Problem details —
The entries below hold a line with "Query: white vinyl fence" and a line with "Query: gabled roof". Return those lines and all that lie between them, exactly and only.

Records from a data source
□ □ □ □

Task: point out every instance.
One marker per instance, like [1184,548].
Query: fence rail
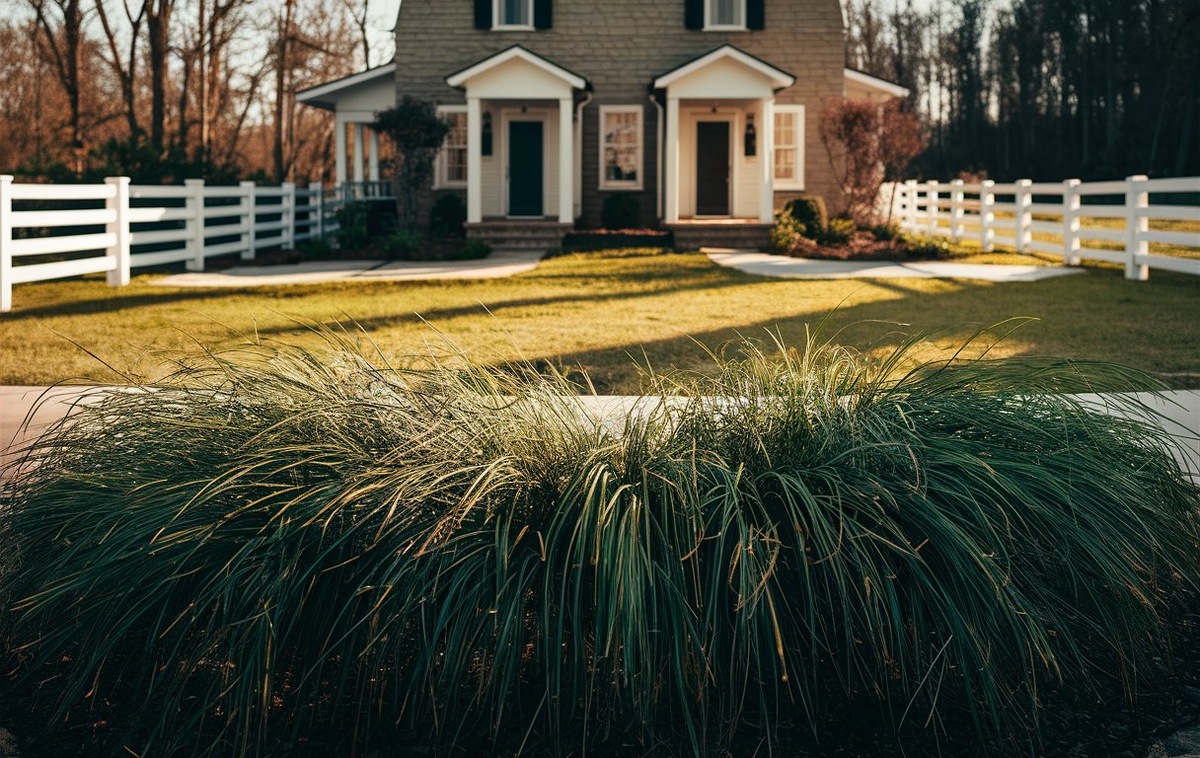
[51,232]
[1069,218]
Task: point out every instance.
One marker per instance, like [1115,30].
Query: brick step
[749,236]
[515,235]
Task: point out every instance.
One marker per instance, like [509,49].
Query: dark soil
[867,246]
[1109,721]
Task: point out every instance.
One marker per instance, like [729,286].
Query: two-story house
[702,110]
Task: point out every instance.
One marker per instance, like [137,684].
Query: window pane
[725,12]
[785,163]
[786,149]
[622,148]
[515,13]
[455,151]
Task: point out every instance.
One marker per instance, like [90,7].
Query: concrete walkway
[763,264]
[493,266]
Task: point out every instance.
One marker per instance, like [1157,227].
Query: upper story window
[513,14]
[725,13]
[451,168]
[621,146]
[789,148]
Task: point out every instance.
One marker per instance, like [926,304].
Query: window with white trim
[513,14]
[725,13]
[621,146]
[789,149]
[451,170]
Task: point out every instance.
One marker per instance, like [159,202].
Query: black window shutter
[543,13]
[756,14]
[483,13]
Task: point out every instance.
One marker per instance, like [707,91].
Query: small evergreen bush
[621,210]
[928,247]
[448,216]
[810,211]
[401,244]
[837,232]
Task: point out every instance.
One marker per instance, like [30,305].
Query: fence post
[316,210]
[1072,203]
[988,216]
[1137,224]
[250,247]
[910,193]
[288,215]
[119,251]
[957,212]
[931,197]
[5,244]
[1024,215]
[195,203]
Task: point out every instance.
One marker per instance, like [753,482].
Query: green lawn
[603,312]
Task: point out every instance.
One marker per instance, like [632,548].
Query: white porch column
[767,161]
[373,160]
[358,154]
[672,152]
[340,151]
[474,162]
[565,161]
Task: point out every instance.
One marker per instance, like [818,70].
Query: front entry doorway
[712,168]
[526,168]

□ □ □ □

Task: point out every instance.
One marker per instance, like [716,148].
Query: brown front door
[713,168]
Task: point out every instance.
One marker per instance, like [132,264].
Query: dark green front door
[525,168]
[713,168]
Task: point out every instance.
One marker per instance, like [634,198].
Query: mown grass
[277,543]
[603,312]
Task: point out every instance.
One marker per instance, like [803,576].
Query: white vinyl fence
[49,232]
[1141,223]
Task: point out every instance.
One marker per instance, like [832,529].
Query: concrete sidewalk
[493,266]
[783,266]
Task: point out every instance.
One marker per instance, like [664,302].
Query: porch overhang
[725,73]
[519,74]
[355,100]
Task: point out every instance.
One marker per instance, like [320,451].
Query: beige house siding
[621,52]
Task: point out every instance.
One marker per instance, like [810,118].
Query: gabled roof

□ □ □ □

Answer —
Query: white vinyl fence
[49,232]
[1141,223]
Task: point out every instance.
One marker per instance, like [832,529].
Query: concrete sidewalk
[493,266]
[783,266]
Task: point out every instance.
One marker per instance, like [664,302].
Query: porch overhang
[725,73]
[519,74]
[355,100]
Task: point out every instance.
One marker per instance, like [320,451].
Query: beige house siding
[621,52]
Task: point out every instance.
One marker per instance, like [810,118].
Query: gabled roof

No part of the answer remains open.